» **Problem**
Say how many lines in the entries below mention "shadow", with no other words.

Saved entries
□ □ □
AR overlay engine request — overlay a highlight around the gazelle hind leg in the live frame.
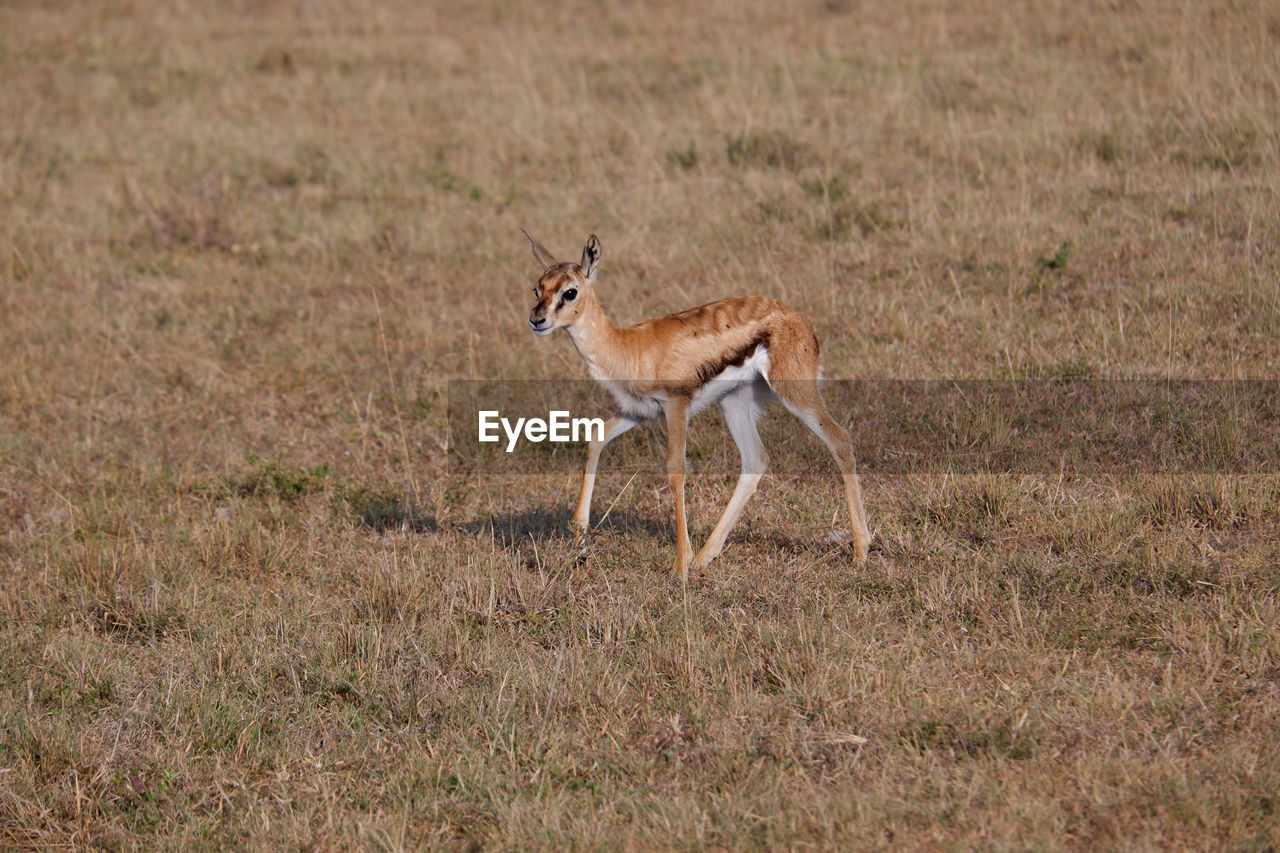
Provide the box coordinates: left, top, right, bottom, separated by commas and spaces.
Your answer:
771, 380, 871, 561
573, 414, 640, 544
692, 382, 770, 570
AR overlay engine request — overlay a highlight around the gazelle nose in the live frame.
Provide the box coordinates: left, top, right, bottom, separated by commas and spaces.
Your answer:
530, 316, 547, 328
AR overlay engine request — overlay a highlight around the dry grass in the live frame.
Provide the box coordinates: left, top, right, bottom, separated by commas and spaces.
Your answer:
2, 0, 1279, 848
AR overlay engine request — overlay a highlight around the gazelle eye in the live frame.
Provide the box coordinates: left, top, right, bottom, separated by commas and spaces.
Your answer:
563, 288, 578, 301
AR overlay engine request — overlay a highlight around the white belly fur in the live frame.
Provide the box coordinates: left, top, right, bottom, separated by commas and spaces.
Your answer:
690, 345, 770, 415
603, 379, 664, 419
595, 345, 771, 420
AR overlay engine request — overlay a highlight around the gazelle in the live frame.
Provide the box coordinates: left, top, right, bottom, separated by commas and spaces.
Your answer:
523, 231, 871, 577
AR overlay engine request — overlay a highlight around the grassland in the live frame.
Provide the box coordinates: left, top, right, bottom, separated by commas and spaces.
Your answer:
2, 0, 1279, 848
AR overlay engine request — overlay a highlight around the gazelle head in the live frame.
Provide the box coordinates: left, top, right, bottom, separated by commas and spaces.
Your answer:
523, 231, 600, 337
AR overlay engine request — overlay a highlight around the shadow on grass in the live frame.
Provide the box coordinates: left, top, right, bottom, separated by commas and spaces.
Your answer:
748, 528, 872, 561
462, 507, 671, 550
345, 489, 438, 534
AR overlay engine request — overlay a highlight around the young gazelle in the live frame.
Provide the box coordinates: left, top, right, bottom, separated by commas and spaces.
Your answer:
523, 231, 871, 577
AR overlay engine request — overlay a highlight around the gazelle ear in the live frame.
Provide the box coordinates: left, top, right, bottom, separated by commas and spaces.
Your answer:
580, 234, 601, 283
522, 229, 558, 269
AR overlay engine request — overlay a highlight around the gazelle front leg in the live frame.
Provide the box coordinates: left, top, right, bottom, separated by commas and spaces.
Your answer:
662, 397, 694, 578
572, 414, 641, 545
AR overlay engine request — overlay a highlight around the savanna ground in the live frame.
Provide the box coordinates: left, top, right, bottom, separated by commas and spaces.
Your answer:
2, 0, 1279, 848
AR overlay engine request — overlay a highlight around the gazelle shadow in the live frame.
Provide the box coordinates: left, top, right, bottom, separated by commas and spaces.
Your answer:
347, 491, 439, 534
462, 507, 671, 551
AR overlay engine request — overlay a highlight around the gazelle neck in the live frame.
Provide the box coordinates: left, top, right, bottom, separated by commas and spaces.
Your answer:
565, 292, 620, 377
□ □ □
» **Output**
2